### PROBLEM SET
a) Take the passage of the MemorySanitizer code review that opens with the words containing "Also, I find" and closes with "of examples here.", and write it out again with "parent class" substituted for "base class".
b) Carry the MemorySanitizer code review forward from its final line.

### SOURCE DOCUMENT

<<<<

Also, I find that making these visitors have fairly narrow public interfaces and befriending the base class so that the visit dispatch can take place makes for a nicer final interface.

See SROA.cpp for lots of examples here.

================
Comment at: llvm/lib/Transforms/Instrumentation/MemorySanitizer.cpp:318
@@ +317,3 @@
+
+  LLVM_ATTRIBUTE_NOINLINE
+  void materializeChecks() {
----------------
Huh?

================
Comment at: llvm/lib/Transforms/Instrumentation/MemorySanitizer.cpp:9
@@ +8,3 @@
+//===----------------------------------------------------------------------===//
+//
+// This file is a part of MemorySanitizer, a detector of uninitialized
----------------
Use a `/// \file` comment block for this so the high level description makes it to doxygen?

================
Comment at: llvm/lib/Transforms/Instrumentation/MemorySanitizer.cpp:46
@@ +45,3 @@
+// (__msan_retval_tls) and parameters (__msan_param_tls).
+// ===----------------------------------------------------------------------===//
+
----------------
80-columns

================
Comment at: llvm/lib/Transforms/Instrumentation/MemorySanitizer.cpp:129
@@ +128,3 @@
+
+  TargetData *TD;
+  LLVMContext *C;
----------------
DataLayout and DL now...

================
Comment at: llvm/lib/Transforms/Instrumentation/MemorySanitizer.cpp:122
@@ +121,3 @@
+/// uninitialized reads.

>>>>

### MATERIAL
<<<<

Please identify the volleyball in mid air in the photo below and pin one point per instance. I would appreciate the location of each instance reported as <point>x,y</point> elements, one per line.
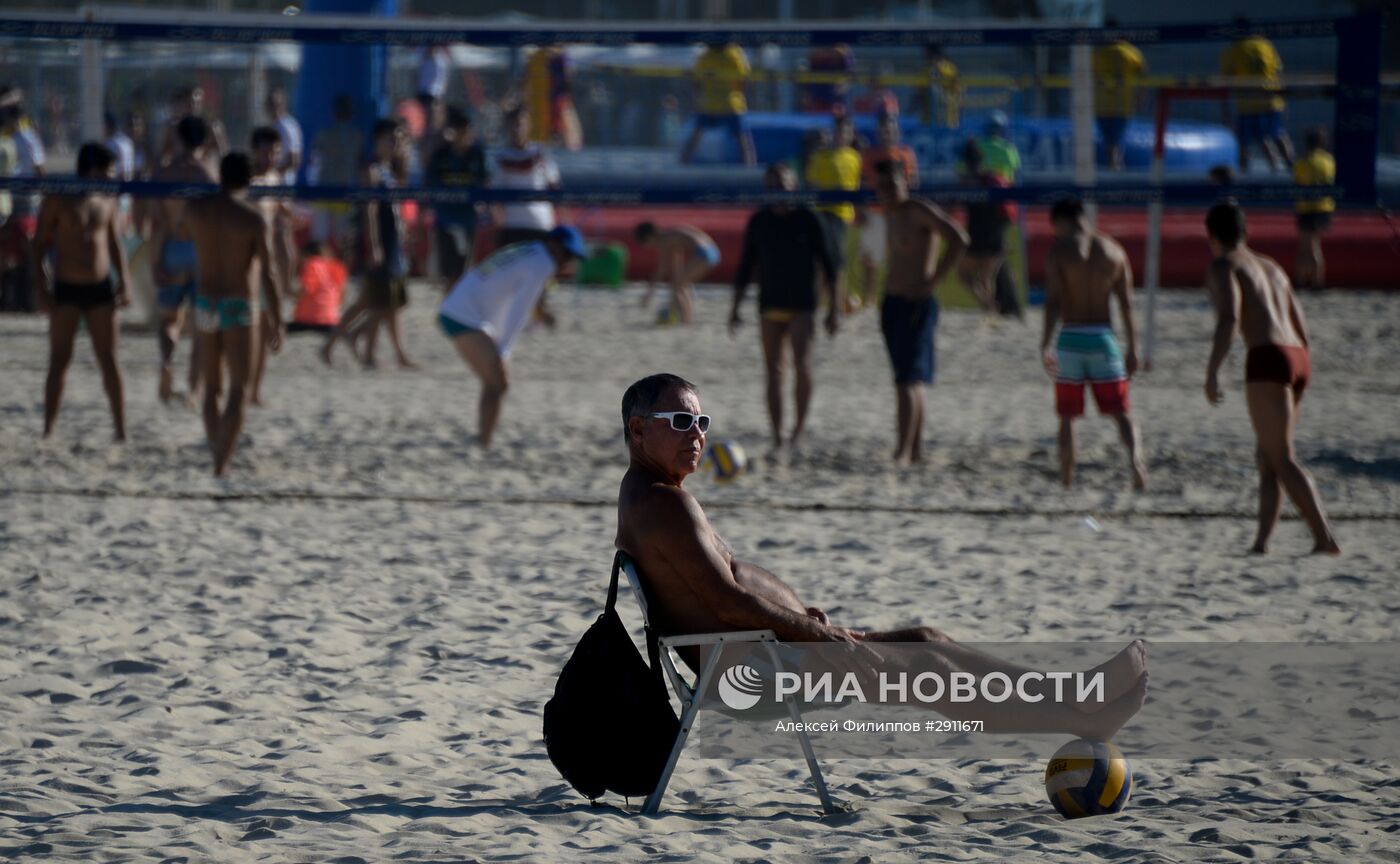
<point>1088,779</point>
<point>725,461</point>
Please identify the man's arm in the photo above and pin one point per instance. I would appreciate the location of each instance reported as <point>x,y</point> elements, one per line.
<point>39,249</point>
<point>678,534</point>
<point>745,272</point>
<point>116,249</point>
<point>1054,291</point>
<point>1224,290</point>
<point>955,240</point>
<point>1123,290</point>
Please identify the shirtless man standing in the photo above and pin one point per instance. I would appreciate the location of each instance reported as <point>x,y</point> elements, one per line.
<point>1084,272</point>
<point>90,280</point>
<point>174,259</point>
<point>235,258</point>
<point>909,312</point>
<point>269,170</point>
<point>695,584</point>
<point>683,255</point>
<point>1252,294</point>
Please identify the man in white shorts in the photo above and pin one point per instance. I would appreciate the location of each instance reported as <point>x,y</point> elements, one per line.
<point>489,307</point>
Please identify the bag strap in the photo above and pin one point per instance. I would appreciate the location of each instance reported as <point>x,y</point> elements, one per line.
<point>612,586</point>
<point>653,646</point>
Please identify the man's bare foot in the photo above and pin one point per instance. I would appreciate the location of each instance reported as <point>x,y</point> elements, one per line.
<point>1106,721</point>
<point>1327,546</point>
<point>1120,675</point>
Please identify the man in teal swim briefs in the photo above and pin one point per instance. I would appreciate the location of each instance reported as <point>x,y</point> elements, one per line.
<point>233,241</point>
<point>1084,272</point>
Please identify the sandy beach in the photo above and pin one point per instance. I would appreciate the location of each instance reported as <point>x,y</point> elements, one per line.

>>>>

### TASK ANSWERS
a)
Also, I find that making these visitors have fairly narrow public interfaces and befriending the parent class so that the visit dispatch can take place makes for a nicer final interface.

See SROA.cpp for lots of examples here.

b)
+struct MemorySanitizer : public FunctionPass {
+  MemorySanitizer() : FunctionPass(ID), TD(NULL) { }
----------------
I generally prefer to only make the actual public interface of the FunctionPass public on passes... Not that it *really* matters, but it makes me a bit more comfortable.

================
Comment at: llvm/lib/Transforms/Instrumentation/MemorySanitizer.cpp:133-138
@@ +132,8 @@
+  Type *OriginTy;
+  // We store the shadow for parameters and retvals in separate TLS globals.
+  GlobalVariable *ParamTLS, *ParamOriginTLS;
+  GlobalVariable *RetvalTLS, *RetvalOriginTLS;
+  GlobalVariable *VAArgTLS;
+  GlobalVariable *VAArgOverflowSizeTLS;
+  GlobalVariable *OriginTLS;
+  // The run-time callback to print a warning.
----------------
Give this block some vertical whitespace, and maybe use a Doxygen group to document it?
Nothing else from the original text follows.